■ **Prompt A**
From the .NET dependencies article, return the stretch from "This is true" through "multiple output formats.".
■ **Prompt B**
In the .NET dependencies article, which method in the System.Reflection namespace is the key to a .NET assembly reference tool?
■ **Prompt C**
Rewrite the paragraph of the .NET dependencies article that begins "This is true up to a point" as a short list.

─── Provided passage

Many tools are available to uncover .NET assembly and method dependencies, but the majority are GUI-based and not particularly automation-friendly. And these tools are not very customizable. Colleagues of mine who write software test automation in a .NET-based environment use two custom-built tools to programmatically determine assembly and method references. When I teach .NET test automation classes to software engineers, I often pull out these tools, AssemblyRefs.exe and AnalyzeMethodCalls.exe. So in this month's column I'll present two very lightweight, automation-friendly, highly customizable tools for finding .NET assembly dependencies and .NET method dependencies.

Figure 1 Finding .NET Assembly Dependencies

Figure 1** Finding .NET Assembly Dependencies **

If you can't wait to get started, take a look at Figure 1. The sample run analyzes an application named RunScenario.exe for assembly dependencies and saves output in XML. AssemblyRefs.exe's source is short (less than one page of code) and can easily be modified to suit your needs. Figure 2 shows a tool that finds .NET method dependencies. This sample run analyzes a class library named CombinationsLib.dll and sends output directly to the command shell. AnalyzeMethodCalls.exe is also small (again, less than one page of code) and is easily extended.

Figure 2 Finding .NET Method Dependencies

Figure 2** Finding .NET Method Dependencies **

There is nothing especially difficult about these two tools but they raise some very interesting design issues. And while this column is aimed primarily at those with beginning and intermediate skills, even if you have advanced coding skills I bet you'll find some interesting and useful new techniques.

.NET Assembly Dependencies

Let's start by writing a small, flexible tool that determines .NET assembly dependencies. Assemblies are the fundamental building blocks of all .NET-based applications. An assembly can be located in one physical file (an .exe or .dll), or it may span several physical files. Assemblies contain several pieces of data, including an assembly manifest (which contains metadata about the assembly, such as version number), type metadata (which contains information about classes, enumerations, and so forth), the actual intermediate language code that implements the assembly, and a set of resources (typically configuration settings, images, and so on). As the MSDN® documentation points out, functionally, assemblies form a security boundary, a type boundary, a reference-scope boundary, and a version boundary. Therefore, if you are testing code, you must be able to determine which assemblies are referenced by the assembly under test. Without this information you cannot create meaningful test cases. This is also useful for debugging complex systems that will not build properly.

Now that you are motivated, let's write the tool. The key to a .NET assembly reference tool is the Assembly.GetReferencedAssemblies method in the System.Reflection namespace. GetReferencedAssemblies returns an array of type System.Reflection.AssemblyName that contains information about each of the assemblies referenced by the calling Assembly object. An AssemblyName object is a wrapper around the full display name of an Assembly object. For example, for the assembly RunScenario.exe shown in Figure 1, the AssemblyName's string representation is:

RunScenario, Version=1.0.1880.30104, Culture=neutral, PublicKeyToken=null

At first glance it seems as if the problem of generating all assembly references is solved because you can makes calls along the lines of the following:

Assembly a = Assembly.LoadFrom( pathToAssembly); AssemblyName [] an = a.GetReferencedAssemblies(); foreach (AssemblyName name in an) Console.WriteLine(name.ToString());

This is true up to a point, but there are two problems. First, each of the referenced assemblies can reference other assemblies, which may in turn reference other assemblies, and so forth. The second problem is that this approach is limited to the type of output you can produce (which makes it automation-unfriendly). What you need is code that will get all levels of assembly references, and also will provide a way to easily produce multiple output formats.

──────
─── Dataset extract

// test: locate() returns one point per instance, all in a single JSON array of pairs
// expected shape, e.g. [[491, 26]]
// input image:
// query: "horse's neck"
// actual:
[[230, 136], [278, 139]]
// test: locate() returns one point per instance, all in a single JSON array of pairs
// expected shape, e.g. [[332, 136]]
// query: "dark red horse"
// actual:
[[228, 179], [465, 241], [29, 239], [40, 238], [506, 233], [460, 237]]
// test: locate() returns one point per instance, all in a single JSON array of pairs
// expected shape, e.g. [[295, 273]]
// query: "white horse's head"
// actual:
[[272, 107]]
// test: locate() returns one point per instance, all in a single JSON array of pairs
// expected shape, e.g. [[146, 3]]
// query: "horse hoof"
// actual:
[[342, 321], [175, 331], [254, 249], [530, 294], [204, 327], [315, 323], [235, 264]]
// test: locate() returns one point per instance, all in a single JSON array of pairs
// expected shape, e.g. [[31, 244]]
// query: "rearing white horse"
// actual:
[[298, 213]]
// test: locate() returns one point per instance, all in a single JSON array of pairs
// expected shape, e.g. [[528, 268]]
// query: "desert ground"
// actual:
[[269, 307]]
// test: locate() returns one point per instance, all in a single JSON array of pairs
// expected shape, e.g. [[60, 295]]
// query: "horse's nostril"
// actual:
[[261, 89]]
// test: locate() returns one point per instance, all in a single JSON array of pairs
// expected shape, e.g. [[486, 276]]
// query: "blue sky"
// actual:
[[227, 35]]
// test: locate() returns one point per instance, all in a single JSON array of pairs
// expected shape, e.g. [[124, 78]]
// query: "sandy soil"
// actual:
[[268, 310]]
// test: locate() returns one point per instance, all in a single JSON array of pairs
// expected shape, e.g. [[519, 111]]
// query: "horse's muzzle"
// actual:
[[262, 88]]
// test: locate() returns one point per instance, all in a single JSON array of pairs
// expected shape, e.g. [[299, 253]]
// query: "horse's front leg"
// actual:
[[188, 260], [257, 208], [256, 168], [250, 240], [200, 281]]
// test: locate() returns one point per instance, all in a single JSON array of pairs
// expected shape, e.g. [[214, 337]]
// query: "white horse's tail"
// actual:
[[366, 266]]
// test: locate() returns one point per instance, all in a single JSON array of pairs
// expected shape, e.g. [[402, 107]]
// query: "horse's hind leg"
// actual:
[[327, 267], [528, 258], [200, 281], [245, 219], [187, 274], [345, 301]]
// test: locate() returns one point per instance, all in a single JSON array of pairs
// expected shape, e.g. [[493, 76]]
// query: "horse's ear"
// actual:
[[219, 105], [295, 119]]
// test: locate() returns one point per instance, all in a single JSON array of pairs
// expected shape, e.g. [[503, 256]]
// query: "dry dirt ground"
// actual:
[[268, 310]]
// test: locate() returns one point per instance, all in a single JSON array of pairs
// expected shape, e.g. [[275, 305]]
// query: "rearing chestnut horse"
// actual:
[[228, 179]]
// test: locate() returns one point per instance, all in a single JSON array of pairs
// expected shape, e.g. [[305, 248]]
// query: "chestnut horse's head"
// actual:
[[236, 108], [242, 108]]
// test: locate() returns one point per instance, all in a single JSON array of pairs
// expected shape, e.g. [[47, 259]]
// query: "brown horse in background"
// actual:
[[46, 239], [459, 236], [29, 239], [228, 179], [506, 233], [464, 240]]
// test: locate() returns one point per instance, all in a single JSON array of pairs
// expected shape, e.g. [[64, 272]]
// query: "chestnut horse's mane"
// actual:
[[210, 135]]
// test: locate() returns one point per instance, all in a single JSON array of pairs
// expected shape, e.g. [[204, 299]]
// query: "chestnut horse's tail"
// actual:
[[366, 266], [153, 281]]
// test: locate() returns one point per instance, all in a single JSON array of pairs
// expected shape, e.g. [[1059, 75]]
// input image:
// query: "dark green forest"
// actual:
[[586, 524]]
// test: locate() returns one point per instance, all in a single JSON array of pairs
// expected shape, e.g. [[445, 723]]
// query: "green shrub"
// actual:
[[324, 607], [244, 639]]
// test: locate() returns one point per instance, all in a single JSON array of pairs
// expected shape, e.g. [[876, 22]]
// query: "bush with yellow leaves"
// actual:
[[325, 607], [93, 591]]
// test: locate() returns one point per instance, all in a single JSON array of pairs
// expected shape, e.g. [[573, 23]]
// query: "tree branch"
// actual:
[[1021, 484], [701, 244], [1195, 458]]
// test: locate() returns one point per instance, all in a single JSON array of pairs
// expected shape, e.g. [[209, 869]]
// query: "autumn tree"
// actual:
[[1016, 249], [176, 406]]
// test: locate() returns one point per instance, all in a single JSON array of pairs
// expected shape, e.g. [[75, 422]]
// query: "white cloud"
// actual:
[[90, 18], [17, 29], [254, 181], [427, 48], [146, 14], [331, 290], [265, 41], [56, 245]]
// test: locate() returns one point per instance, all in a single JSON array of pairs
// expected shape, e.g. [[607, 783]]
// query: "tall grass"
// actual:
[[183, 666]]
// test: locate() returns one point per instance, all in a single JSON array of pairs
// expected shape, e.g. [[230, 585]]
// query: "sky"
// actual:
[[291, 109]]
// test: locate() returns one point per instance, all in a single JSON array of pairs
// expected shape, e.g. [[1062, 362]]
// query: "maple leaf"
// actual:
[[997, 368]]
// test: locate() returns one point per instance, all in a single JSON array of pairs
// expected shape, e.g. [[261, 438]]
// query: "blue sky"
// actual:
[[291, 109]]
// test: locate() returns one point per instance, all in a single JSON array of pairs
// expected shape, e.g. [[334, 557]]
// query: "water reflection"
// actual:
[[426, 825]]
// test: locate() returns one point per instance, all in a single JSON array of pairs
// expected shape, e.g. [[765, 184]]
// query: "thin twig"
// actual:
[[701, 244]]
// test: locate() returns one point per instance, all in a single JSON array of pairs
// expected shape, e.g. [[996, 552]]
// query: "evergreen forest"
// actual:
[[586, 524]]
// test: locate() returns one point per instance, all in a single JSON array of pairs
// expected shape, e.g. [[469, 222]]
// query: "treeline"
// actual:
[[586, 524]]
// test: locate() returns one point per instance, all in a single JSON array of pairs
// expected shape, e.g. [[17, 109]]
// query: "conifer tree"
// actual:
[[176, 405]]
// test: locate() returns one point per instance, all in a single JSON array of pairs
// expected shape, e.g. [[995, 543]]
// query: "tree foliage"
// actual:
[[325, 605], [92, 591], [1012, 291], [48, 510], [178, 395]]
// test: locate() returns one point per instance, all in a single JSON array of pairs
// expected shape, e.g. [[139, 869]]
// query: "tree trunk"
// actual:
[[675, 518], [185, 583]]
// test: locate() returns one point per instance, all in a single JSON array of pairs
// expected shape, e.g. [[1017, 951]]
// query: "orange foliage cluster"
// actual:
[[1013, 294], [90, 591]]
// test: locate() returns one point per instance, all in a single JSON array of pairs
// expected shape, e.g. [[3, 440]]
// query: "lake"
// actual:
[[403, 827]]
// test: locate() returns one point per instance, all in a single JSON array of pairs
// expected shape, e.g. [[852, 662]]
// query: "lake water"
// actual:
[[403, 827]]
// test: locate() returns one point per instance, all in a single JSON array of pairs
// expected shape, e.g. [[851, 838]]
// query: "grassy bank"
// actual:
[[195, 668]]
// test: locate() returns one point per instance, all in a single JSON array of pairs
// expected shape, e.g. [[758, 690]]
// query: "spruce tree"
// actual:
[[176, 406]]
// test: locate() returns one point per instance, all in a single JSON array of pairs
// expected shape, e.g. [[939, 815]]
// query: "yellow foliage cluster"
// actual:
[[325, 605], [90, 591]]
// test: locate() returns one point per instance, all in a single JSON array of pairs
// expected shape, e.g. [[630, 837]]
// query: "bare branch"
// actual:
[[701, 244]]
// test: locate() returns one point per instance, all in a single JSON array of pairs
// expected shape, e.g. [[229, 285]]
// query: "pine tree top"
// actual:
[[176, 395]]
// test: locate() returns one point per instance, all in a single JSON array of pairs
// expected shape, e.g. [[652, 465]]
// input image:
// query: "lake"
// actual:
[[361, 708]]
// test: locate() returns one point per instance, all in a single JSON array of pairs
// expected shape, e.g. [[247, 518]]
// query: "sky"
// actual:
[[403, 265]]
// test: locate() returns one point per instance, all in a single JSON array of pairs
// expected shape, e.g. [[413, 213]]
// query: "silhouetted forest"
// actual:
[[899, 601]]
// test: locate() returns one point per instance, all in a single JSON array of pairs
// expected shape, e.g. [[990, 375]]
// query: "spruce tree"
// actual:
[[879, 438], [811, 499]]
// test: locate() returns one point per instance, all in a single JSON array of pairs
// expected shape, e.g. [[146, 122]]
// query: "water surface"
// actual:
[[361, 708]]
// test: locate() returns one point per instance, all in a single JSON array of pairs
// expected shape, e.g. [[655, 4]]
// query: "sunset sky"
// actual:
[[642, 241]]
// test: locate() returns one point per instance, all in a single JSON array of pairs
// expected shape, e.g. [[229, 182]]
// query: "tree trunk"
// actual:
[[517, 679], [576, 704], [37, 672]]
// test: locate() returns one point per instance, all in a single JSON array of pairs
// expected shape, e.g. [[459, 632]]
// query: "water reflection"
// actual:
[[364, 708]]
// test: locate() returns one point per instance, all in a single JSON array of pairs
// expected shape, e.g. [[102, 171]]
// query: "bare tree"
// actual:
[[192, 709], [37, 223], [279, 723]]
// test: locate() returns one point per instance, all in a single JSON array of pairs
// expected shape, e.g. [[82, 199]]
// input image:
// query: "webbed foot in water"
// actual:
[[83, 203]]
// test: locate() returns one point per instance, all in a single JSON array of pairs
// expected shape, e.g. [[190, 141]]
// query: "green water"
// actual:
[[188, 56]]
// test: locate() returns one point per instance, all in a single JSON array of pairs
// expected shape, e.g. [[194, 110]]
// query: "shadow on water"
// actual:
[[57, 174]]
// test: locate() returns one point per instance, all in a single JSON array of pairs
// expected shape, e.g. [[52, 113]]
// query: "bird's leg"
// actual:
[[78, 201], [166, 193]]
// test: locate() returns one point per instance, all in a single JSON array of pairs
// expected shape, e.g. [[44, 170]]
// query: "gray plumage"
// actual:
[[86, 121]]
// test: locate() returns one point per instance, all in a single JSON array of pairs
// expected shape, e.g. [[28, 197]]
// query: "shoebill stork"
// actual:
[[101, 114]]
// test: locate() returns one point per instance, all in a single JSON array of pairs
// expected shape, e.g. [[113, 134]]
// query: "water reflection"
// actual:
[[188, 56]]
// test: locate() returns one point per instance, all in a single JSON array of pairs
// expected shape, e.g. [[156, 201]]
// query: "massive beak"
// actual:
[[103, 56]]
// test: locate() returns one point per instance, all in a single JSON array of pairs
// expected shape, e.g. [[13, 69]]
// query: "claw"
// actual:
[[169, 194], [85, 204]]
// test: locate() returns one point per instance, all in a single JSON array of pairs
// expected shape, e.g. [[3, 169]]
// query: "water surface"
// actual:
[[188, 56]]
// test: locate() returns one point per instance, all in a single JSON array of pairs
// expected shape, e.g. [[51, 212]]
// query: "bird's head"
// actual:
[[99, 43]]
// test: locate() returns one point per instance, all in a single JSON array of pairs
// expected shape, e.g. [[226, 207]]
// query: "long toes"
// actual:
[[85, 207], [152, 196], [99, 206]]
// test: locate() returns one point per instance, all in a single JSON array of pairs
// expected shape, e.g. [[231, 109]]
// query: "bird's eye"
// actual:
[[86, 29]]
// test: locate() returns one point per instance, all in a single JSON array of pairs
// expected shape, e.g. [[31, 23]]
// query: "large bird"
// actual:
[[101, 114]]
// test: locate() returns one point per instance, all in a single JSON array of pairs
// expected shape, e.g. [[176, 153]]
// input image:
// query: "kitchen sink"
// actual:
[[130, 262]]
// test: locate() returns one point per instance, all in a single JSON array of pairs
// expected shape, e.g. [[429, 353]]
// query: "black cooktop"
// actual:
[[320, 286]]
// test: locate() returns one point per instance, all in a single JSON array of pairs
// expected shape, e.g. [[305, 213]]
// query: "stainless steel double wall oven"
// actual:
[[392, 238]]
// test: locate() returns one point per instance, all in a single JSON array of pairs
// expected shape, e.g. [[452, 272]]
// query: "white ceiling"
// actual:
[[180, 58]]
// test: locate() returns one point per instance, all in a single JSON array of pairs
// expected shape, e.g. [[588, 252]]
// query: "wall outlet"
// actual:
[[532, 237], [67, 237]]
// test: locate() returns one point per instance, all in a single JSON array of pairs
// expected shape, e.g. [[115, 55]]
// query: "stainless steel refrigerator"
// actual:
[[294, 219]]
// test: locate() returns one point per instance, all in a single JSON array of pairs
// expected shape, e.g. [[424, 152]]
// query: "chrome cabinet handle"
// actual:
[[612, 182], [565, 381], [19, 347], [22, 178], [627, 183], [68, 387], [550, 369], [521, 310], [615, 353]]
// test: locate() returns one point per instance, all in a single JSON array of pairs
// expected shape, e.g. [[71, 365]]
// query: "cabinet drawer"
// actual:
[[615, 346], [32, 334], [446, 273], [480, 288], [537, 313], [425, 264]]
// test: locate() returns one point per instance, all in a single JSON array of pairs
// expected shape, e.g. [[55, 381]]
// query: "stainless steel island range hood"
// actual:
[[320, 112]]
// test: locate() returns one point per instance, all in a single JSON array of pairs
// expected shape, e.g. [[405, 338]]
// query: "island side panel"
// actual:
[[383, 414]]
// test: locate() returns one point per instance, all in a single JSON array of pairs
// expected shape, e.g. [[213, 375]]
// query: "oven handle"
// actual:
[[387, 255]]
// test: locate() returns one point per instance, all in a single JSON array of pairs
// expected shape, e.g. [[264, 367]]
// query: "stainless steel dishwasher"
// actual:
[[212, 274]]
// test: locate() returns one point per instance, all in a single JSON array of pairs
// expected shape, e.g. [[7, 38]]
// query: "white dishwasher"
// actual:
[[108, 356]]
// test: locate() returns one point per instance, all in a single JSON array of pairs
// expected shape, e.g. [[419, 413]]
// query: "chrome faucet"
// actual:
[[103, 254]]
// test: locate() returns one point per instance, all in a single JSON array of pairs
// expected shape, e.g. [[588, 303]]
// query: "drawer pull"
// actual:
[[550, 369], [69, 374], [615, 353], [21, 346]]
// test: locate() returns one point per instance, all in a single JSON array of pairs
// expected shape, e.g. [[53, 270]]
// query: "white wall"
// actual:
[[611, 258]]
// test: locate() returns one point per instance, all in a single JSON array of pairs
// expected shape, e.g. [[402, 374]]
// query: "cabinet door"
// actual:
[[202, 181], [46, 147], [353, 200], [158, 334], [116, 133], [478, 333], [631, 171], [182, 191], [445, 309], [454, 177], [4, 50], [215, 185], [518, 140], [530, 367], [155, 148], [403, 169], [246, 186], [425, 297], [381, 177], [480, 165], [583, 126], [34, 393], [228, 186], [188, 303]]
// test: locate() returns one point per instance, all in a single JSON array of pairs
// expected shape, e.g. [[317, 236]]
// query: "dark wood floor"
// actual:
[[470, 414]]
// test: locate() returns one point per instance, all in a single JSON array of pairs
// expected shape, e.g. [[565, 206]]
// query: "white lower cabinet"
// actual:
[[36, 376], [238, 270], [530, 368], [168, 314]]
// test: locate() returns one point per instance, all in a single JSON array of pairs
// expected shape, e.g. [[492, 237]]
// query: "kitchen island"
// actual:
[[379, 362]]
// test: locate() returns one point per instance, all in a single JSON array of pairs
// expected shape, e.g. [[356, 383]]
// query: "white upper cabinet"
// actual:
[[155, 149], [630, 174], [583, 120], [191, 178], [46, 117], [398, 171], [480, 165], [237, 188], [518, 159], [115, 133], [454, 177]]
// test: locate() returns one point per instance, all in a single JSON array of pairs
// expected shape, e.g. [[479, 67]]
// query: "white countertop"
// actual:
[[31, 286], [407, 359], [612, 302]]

──────

■ **Written reply A**
This is true up to a point, but there are two problems. First, each of the referenced assemblies can reference other assemblies, which may in turn reference other assemblies, and so forth. The second problem is that this approach is limited to the type of output you can produce (which makes it automation-unfriendly). What you need is code that will get all levels of assembly references, and also will provide a way to easily produce multiple output formats.

■ **Written reply B**
Assembly.GetReferencedAssemblies

■ **Written reply C**
- The simple approach works only up to a point.
- Problem one: each referenced assembly can reference other assemblies, which can in turn reference others.
- Problem two: the approach limits the type of output you can produce, which makes it automation-unfriendly.
- What is needed: code that gets all levels of assembly references and easily produces multiple output formats.